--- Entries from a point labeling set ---
-- start --
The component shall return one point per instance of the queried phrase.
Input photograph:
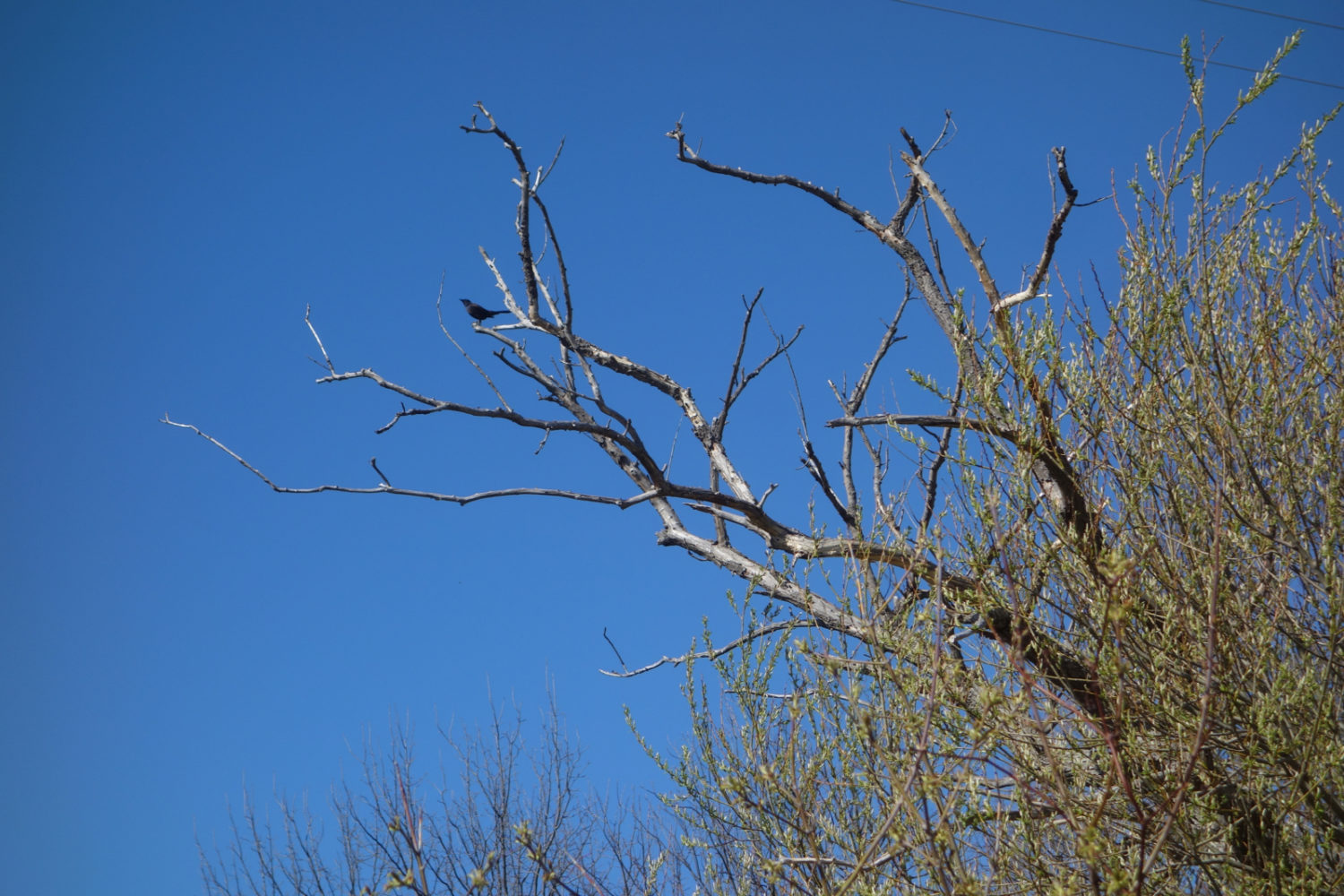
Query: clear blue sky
(179, 180)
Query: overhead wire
(1113, 43)
(1276, 15)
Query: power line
(1113, 43)
(1277, 15)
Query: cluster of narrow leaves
(1147, 702)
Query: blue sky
(182, 179)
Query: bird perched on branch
(478, 312)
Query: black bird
(478, 312)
-- end --
--- Exercise description ---
Reproduce every line of the entries above word for word, leaving out the pictures.

--- Result for this task ---
The component shall return one point per instance of the queried phrase.
Input photograph:
Query: clear blue sky
(179, 180)
Query: overhead wire
(1113, 43)
(1276, 15)
Query: power line
(1113, 43)
(1277, 15)
Query: cluster of narrow leaves
(1147, 702)
Query: blue sky
(182, 179)
Query: bird perched on branch
(478, 312)
Query: black bird
(478, 312)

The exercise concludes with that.